Reproduce the entries beginning with the line containing "white tile floor" and continuing through the end of the entries, switching "straight edges" to "line segments" and leaving everything else unchanged.

--- Material for this exercise ---
####################

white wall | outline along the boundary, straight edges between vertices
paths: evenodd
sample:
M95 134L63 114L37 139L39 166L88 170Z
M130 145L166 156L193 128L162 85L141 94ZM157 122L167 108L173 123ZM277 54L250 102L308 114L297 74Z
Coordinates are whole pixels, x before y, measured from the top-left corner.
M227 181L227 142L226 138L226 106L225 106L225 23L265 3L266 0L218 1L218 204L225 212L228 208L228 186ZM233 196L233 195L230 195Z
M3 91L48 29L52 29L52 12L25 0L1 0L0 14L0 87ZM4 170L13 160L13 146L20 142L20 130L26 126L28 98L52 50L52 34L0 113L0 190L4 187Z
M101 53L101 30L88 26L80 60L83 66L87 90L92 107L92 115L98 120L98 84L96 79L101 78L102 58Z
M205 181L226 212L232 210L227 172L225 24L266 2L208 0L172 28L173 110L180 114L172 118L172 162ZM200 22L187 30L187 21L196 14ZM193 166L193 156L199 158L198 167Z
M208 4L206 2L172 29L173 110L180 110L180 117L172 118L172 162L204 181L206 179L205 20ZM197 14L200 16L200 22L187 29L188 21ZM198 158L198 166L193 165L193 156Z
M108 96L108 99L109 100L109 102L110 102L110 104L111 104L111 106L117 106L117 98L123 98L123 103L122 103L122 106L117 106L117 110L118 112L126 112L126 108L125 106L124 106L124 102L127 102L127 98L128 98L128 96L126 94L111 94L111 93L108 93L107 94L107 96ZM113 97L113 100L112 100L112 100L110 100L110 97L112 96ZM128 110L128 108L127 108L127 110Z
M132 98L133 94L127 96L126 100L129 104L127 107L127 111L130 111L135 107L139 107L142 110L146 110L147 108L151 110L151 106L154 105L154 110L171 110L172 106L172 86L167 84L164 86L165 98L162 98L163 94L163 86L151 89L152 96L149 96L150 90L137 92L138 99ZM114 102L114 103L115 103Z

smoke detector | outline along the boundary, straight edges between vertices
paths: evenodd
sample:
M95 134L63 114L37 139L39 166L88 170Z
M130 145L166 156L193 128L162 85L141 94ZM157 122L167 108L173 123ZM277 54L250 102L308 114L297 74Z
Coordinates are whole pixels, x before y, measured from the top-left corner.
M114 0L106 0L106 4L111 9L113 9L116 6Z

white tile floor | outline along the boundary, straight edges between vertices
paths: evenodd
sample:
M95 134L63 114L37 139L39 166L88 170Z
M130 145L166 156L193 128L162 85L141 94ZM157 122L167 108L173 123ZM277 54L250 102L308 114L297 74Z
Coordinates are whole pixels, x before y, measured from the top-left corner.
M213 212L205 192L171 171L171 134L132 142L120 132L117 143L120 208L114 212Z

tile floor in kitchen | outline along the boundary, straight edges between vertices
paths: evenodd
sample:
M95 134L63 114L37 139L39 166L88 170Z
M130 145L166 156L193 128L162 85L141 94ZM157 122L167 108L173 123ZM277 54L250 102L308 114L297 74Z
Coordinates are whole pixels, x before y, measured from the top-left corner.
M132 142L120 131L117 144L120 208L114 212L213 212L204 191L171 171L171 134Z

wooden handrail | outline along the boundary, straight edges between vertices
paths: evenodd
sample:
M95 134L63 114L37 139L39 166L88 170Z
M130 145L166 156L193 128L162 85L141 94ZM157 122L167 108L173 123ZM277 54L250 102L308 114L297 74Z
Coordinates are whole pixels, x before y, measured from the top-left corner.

####################

--- Output for this exercise ---
white tile floor | outline along the boundary, line segments between vertices
paths: evenodd
sample:
M95 134L63 114L37 139L39 166L88 170Z
M130 145L166 156L193 128L162 85L141 94ZM157 122L167 108L173 123ZM277 54L250 102L308 114L297 74Z
Coordinates are whole pixels, x before y, measured from the top-left corner.
M213 212L205 192L171 171L171 134L132 142L120 132L117 143L120 208L114 212Z

tile floor in kitchen | outline along the boundary, line segments between vertices
paths: evenodd
sample:
M95 134L63 114L37 139L39 166L88 170Z
M130 145L166 156L193 128L162 85L141 94ZM157 122L167 108L173 123ZM277 54L250 102L308 114L297 74Z
Coordinates are whole pixels, x before y, measured from the top-left corner.
M132 142L120 131L117 144L120 208L114 212L213 212L204 191L171 171L171 134Z

wooden handrail | outline along the boundary, line segments between vertices
paths: evenodd
sample:
M95 134L63 114L37 139L39 166L88 170Z
M130 145L166 156L193 128L162 85L141 94ZM157 122L167 108L173 123ZM277 54L250 102L308 114L297 74Z
Coordinates are whole pixels, x before y, measured from the top-left corner.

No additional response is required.